-- start of PROVIDED PASSAGE --

Incidentally, Firefox had no problem working with the "Twelve" font as long as the font size was 12, but I don't know what magic it's using to do so.


----------



## rigoletto@ (Aug 3, 2021)

You may need to enable bitmap fonts on /usr/local/etc/fonts; however you are likely to end up with the "ugly fonts on Firefox" problem therefore you may be better enabling just what you need (search on the forums about it).


----------



## dieselriot (Aug 3, 2021)

Jose said:


> You said that it couldn't be. That link is literally the second line of the mailing list message I posted.


I'm sorry, I made a mistake. I had multiple tabs open and went through another issue thinking it was the one you linked.

It's such a good feeling to know that pango devs get together every few months to screw up text rendering for everyone. Like when their update made underlines stop being rendered for certain fonts. But hey, at least we have the uber important color emoji support, right?

Anyone got amd64 libpango v1.43 lying around to share? Maybe it still works. In the meantime, I'm trying to convert the fonts I use to otb, but the results are a mess, sadly.


----------



## dieselriot (Aug 4, 2021)

Heh, I just realised the pango version in my ports tree is 1.42, so I installed it from there "temporarily", but will probably keep using it until something breaks (don't try this at home).

-- end of PROVIDED PASSAGE --
-- start of GIVEN MATERIAL --

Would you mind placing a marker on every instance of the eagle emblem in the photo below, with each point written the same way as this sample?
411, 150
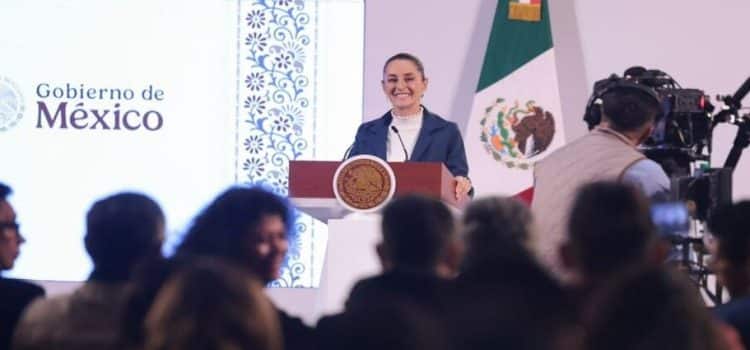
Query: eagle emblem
516, 134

-- end of GIVEN MATERIAL --

> WRITTEN TASKS
1. In the forum thread about font rendering, which pango version did dieselriot find in the ports tree?
2. Decide whether each statement agrees with the font-rendering thread, answering yes or no and quoting the deciding words: (a) Firefox showed the "Twelve" font correctly at any size. (b) rigoletto says bitmap fonts may need to be enabled in /usr/local/etc/fonts. (c) Converting the fonts to otb gave clean results.
3. Carry the forum thread about fonts and pango forward with one or two new posts that follow its last post.

> OUTPUTS BY TASK
1. Version 1.42.

2.
(a) No: "as long as the font size was 12"
(b) Yes: "You may need to enable bitmap fonts on /usr/local/etc/fonts"
(c) No: "the results are a mess, sadly"

3.
----------



## Jose (Aug 4, 2021)

dieselriot said:


> Heh, I just realised the pango version in my ports tree is 1.42, so I installed it from there "temporarily", but will probably keep using it until something breaks (don't try this at home).


Is it fork o'clock?


----------



## dieselriot (Aug 4, 2021)

Jose said:


> Is it fork o'clock?



I support that idea 100%. Someone should absolutely create and maintain pango-notbroken. I'll contribute zero work towards that.

Seriously though, that's the best path forward. I doubt that if bitmap font support was added to harfbuzz it would render the same. Also, just realized this broke thunar. But thunar has been in decay since moving to gtk3 anyway, so I just bit the bullet and moved to pcmanfm.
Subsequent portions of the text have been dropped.